AUFGABE 1 |
Prüfe für jede Aussage, ob sie mit dem Bericht über die feministischen Redebeiträge übereinstimmt. Antworte jeweils mit Ja oder Nein und führe die entscheidenden Worte des Berichts wörtlich an.
(a) Die Gruppe „#KeineMehr“ bemängelte, dass die Polizei Frauenhass nicht als Tatmotivation erfasst.
(b) Das Frauenstadtarchiv Dresden begrüßte zusätzliche Mittel aus dem städtischen Haushalt.
(c) Ciocia Wienia sprachen über kastenbasierte sexualisierte Gewalt in Indien.
AUFGABE 2 |
Gib einen Abschnitt aus dem Bericht über die feministischen Redebeiträge wortgetreu wieder. Setze bei den Worten „Die Kritik an“ ein und höre nach „Aufarbeitung zu forcieren.“ auf.
AUFGABE 3 |
Setze den Bericht über die feministischen Redebeiträge nach seinem letzten Satz fort.

TEXTAUSZUG |

◆ ◆ ◆ ◆ ◆ ◆ ◆

Ein Einblick: In ihrem Redebeitrag kritisierte die Gruppe „#KeineMehr“ (Redebeitrag) Leipzig die Nichterfassung von Frauenhass als Tatmotivation in der polizeilichen Arbeit. So werde der ideologische Hintergrund vieler Taten verschleiert oder sie als Beziehungstaten bagatellisiert. Doch auch außerhalb von Beziehungen ist Gewalt vielfach durch sexistische Einstellungen motiviert. Das Bündnis „What the Fuck“ (Redebeitrag) klagte Sexismus und Antifeminismus bei der Polizei an. Diese habe nicht nur ein „Rassismus-Problem“, vielmehr führten Korpsgeist, kriegerische Männlichkeit und Straflosigkeit ebenso zu Gewalt gegen Frauen, trans-, inter- und nicht binär geschlechtliche Menschen. Das Frauenstadtarchiv Dresden machte einmal mehr auf die drohenden Kürzungen in den Haushaltsverhandlungen des Stadtrats aufmerksam. Letztlich sei die Ein- und Wegkürzung emanzipatorischer Projekte Teil der strukturellen Gewalt, die FLINT-Personen trifft.
Die Kritik an patriarchaler Gewalt wurde auch nach innen, an soziale Bewegungen gerichtet. Auch in diesen sei nach wie vor ein hohes Maß an Gewalt und der Unfähigkeit diese aufzuarbeiten vorhanden, erklärten die Vertreter:innen der Gruppe KollUm¹. Sie erinnerten an das Festival Monis Rache, bei dem als weiblich gelesene Personen Opfer versteckter Videoaufnahmen geworden waren. Immer wieder gelte es, nicht wegzuschauen, Vorwürfe ernst zu nehmen und Aufarbeitung zu forcieren.
„Wir freuen uns besonders, dass an diesem Tag auch die internationale feministische Solidarität gestärkt wurde“ betonten die Organisator:innen. So gab es einen Beitrag zu kastenbasierter sexualisierter Gewalt in Indien von einer feministischen Aktivistin der Dalit-Bewegung (Redebeitrag). In ihrer präzisen Analyse der indischen Gesellschaft schließt sie, dass sexualisierte Gewalt, die auf der Kastenzugehörigkeit beruht, eine der häufigsten Formen der Gewalt ist, um dieses System aufrecht zu erhalten. Ciocia Wienia thematisierten in ihrem Beitrag (Redebeitrag) die systemische Gewalt, welche von der Illegalisierung von Abtreibung ausgeht.

◆ ◆ ◆ ◆ ◆ ◆ ◆

Auszüge aus einem Datensatz zur Punktmarkierung |
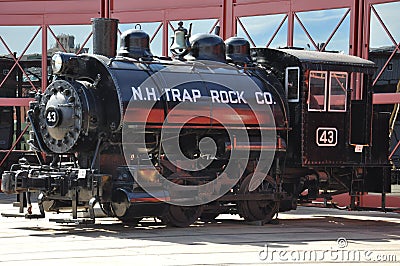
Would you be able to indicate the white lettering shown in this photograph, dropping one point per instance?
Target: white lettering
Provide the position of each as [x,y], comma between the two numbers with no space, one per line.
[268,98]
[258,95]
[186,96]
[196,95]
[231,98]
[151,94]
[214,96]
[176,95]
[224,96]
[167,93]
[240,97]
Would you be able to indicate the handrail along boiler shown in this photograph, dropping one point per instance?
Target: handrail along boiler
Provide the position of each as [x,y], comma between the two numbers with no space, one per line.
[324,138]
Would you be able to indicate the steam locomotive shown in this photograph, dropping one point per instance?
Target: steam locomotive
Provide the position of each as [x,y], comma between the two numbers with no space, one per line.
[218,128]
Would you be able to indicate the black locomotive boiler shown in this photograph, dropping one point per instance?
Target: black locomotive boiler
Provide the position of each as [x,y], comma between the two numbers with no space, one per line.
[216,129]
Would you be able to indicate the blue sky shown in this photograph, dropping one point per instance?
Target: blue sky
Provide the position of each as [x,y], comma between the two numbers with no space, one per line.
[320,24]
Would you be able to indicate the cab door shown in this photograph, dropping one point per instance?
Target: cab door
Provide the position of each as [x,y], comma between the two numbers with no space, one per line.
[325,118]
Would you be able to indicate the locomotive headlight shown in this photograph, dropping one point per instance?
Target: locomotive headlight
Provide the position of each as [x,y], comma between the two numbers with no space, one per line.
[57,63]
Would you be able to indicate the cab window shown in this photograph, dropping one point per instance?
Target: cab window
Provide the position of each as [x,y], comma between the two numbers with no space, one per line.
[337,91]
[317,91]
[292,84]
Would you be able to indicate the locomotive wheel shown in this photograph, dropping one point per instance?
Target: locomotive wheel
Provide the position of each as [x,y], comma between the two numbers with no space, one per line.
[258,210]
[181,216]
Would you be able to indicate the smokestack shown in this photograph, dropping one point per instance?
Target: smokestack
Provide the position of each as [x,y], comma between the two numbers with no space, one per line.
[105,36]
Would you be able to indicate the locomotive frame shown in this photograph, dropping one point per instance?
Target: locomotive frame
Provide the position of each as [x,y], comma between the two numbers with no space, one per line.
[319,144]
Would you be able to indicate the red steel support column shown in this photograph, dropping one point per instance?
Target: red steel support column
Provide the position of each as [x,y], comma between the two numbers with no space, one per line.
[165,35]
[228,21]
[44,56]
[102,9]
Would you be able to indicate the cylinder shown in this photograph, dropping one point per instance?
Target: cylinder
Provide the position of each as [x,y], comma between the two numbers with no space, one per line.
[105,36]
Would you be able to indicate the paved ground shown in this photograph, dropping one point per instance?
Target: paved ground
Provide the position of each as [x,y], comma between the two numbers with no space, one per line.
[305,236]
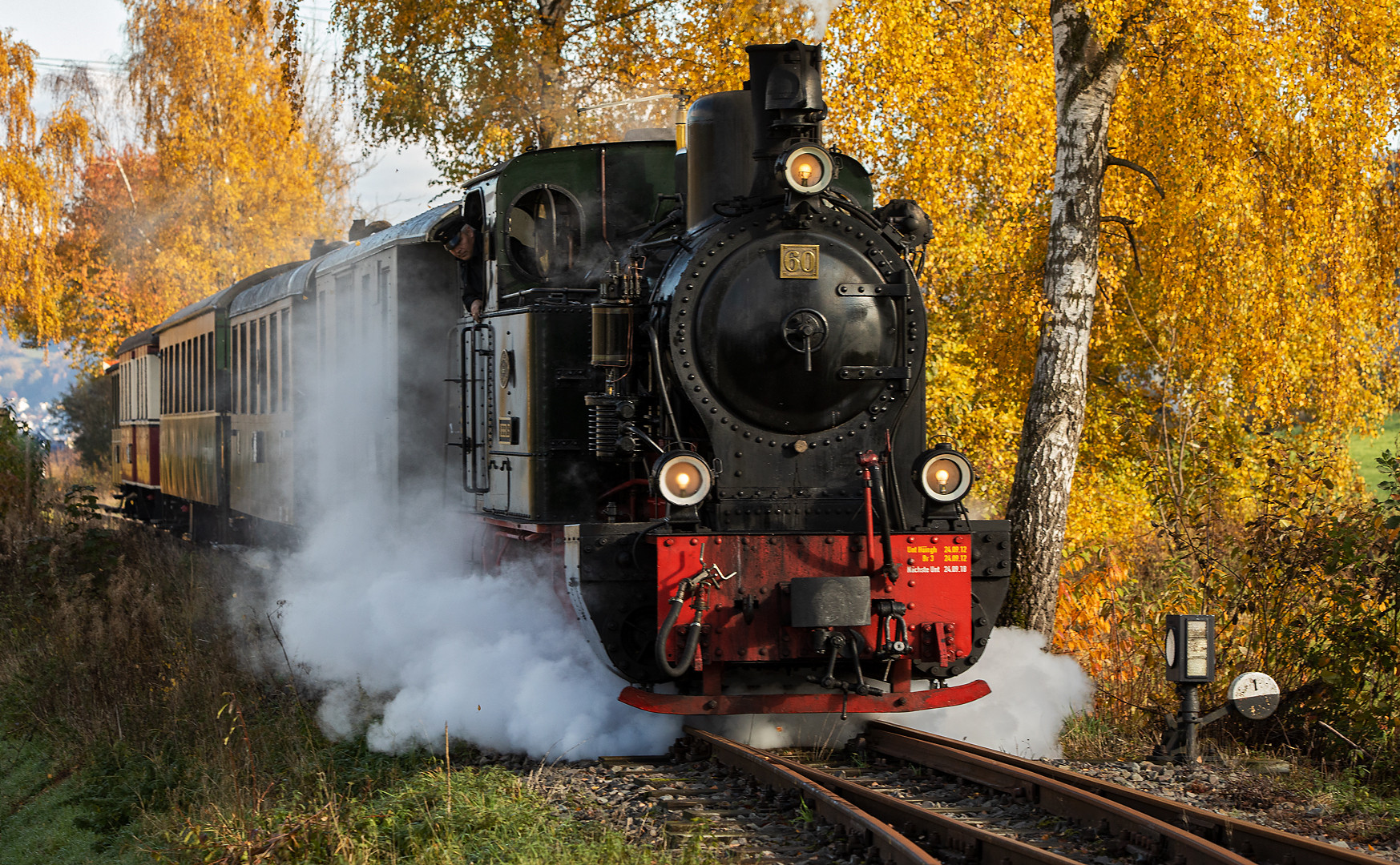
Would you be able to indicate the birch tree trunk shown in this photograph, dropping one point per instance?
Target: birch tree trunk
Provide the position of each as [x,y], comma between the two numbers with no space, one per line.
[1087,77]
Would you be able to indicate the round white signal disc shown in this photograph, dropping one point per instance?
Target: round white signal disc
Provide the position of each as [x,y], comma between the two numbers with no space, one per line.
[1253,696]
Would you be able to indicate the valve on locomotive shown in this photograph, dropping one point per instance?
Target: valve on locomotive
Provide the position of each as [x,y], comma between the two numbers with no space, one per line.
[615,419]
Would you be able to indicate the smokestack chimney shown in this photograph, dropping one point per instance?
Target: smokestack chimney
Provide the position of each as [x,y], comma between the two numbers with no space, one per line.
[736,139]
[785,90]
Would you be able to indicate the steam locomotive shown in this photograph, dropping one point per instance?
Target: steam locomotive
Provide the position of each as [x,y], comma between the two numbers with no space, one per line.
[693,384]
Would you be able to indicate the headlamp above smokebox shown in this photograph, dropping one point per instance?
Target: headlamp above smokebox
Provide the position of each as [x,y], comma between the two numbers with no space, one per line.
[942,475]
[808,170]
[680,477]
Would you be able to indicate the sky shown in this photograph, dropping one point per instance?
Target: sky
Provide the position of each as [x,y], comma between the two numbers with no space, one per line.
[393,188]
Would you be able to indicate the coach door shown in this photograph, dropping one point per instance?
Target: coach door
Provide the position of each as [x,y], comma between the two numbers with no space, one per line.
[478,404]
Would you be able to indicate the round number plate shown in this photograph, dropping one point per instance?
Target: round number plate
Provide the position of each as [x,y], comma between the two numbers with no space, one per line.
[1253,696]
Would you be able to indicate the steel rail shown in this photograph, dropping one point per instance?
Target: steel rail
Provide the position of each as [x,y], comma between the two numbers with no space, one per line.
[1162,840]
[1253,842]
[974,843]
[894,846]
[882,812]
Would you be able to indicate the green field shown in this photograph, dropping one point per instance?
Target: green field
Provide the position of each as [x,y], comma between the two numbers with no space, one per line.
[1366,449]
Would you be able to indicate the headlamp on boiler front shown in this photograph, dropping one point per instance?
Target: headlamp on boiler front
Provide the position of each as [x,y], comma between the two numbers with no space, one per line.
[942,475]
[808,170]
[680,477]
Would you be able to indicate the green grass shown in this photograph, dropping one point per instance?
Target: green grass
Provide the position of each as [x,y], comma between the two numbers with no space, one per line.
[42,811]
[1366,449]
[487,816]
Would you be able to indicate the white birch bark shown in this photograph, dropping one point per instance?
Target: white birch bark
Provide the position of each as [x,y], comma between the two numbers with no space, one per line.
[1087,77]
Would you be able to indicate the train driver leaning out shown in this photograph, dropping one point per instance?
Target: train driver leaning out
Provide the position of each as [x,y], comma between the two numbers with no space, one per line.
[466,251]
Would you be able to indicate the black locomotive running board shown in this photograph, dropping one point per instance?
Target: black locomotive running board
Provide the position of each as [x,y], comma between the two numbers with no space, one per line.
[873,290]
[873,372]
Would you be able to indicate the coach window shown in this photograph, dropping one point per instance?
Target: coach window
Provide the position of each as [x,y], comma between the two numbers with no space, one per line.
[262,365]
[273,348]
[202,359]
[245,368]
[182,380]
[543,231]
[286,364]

◆ ◆ ◆ ◆ ◆ ◆ ◆

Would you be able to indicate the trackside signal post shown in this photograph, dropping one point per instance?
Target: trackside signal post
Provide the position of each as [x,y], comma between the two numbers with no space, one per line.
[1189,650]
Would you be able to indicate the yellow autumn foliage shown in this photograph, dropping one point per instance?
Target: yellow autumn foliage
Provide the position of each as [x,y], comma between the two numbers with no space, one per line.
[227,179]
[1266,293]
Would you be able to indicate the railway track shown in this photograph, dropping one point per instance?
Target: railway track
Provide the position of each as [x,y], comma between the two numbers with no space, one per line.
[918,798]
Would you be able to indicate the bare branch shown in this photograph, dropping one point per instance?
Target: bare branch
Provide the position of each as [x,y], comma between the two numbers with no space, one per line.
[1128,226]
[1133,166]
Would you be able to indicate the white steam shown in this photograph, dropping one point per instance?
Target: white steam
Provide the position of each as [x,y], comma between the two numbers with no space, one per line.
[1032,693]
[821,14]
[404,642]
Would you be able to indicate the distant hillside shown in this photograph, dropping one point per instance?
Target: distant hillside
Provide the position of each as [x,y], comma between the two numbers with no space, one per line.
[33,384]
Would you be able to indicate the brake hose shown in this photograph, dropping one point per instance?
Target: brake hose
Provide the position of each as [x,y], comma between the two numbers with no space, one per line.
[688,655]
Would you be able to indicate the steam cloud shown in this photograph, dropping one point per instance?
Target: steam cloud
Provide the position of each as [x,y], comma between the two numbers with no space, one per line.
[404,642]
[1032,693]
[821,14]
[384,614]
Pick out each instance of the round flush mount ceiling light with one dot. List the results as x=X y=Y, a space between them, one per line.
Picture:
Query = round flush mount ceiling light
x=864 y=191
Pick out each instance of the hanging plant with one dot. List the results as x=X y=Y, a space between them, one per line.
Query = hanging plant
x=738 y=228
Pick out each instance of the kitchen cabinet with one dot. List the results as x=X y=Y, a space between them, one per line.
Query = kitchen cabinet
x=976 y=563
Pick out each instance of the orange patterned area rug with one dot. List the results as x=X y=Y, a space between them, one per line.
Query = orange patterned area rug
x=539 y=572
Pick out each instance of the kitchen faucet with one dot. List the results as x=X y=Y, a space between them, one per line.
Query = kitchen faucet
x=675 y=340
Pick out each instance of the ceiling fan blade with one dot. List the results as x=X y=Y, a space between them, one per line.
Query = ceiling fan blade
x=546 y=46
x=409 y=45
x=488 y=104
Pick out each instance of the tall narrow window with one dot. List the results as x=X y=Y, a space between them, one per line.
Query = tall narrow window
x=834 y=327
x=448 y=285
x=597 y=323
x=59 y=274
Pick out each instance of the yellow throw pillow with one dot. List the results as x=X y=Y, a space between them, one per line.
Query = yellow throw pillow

◆ ◆ ◆ ◆ ◆ ◆ ◆

ANTWORT 1 |
(a) Ja: „die Nichterfassung von Frauenhass als Tatmotivation in der polizeilichen Arbeit“
(b) Nein: „machte einmal mehr auf die drohenden Kürzungen in den Haushaltsverhandlungen des Stadtrats aufmerksam“
(c) Nein: „Ciocia Wienia thematisierten in ihrem Beitrag (Redebeitrag) die systemische Gewalt, welche von der Illegalisierung von Abtreibung ausgeht“

ANTWORT 2 |
Die Kritik an patriarchaler Gewalt wurde auch nach innen, an soziale Bewegungen gerichtet. Auch in diesen sei nach wie vor ein hohes Maß an Gewalt und der Unfähigkeit diese aufzuarbeiten vorhanden, erklärten die Vertreter:innen der Gruppe KollUm¹. Sie erinnerten an das Festival Monis Rache, bei dem als weiblich gelesene Personen Opfer versteckter Videoaufnahmen geworden waren. Immer wieder gelte es, nicht wegzuschauen, Vorwürfe ernst zu nehmen und Aufarbeitung zu forcieren.

ANTWORT 3 |
Ein wenig Gänsehaut kam auf, als die herzlichen und kämpferischen Grußworte des Netzwerkes Frente Ni Una Menos aus Mexiko (Redebeitrag), die sich dem Kampf gegen Femizide verschrieben haben sowie der Künstler:in Dope Saint Jude (Redebeitrag), die die erste Drag King Gruppe Südafrikas gründete, abgespielt wurden.
Tanzend zu den Klängen von Dope Saint Jude trotzten die Menschen dem frostigen Wetter. Gegen die Kälte half neben dem Tee von Black Wok (KüfA Kollektiv Dresden) auch das gemeinsame Singen der feministischen Hymne #patriarciao. Das gleichnamige Kartenspiel vom Frauenstadtarchiv war passend dazu auf der Kundgebung gegen eine Spende erwerben. Ein politisches Statement lieferte auch die Instagram-Aktionsgruppe Catcalls of Dresden: Sie markierten sexualisierte Übergriffe auf dem Jorge-Gomondai-Platz mit Kreide und zeigten damit die Allgegenwärtigkeit dieser Übergriffe auf.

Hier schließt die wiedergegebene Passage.